**TASK BRIEF**
Could you transcribe each record below exactly as written, setting the pictures aside?

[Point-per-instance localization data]
+++

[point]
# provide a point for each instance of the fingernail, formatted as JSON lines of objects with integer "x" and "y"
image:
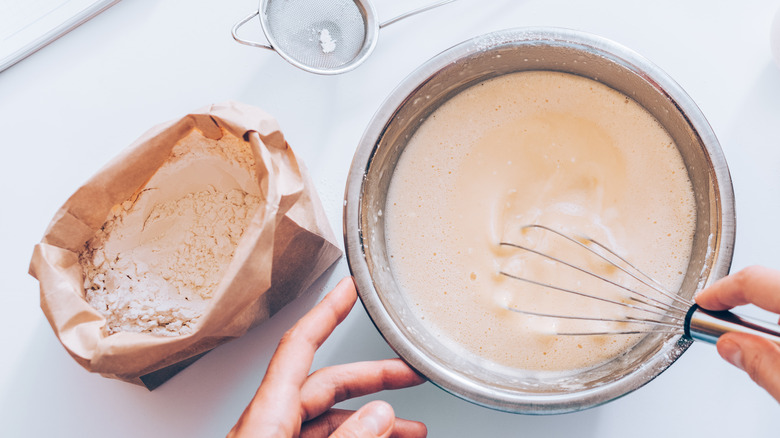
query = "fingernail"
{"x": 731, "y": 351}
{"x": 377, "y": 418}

+++

**TASK RESPONSE**
[point]
# provide a point for each instance of the fingernail, formatted as JSON lines of objects with integer "x" and "y"
image:
query = "fingernail"
{"x": 731, "y": 351}
{"x": 377, "y": 418}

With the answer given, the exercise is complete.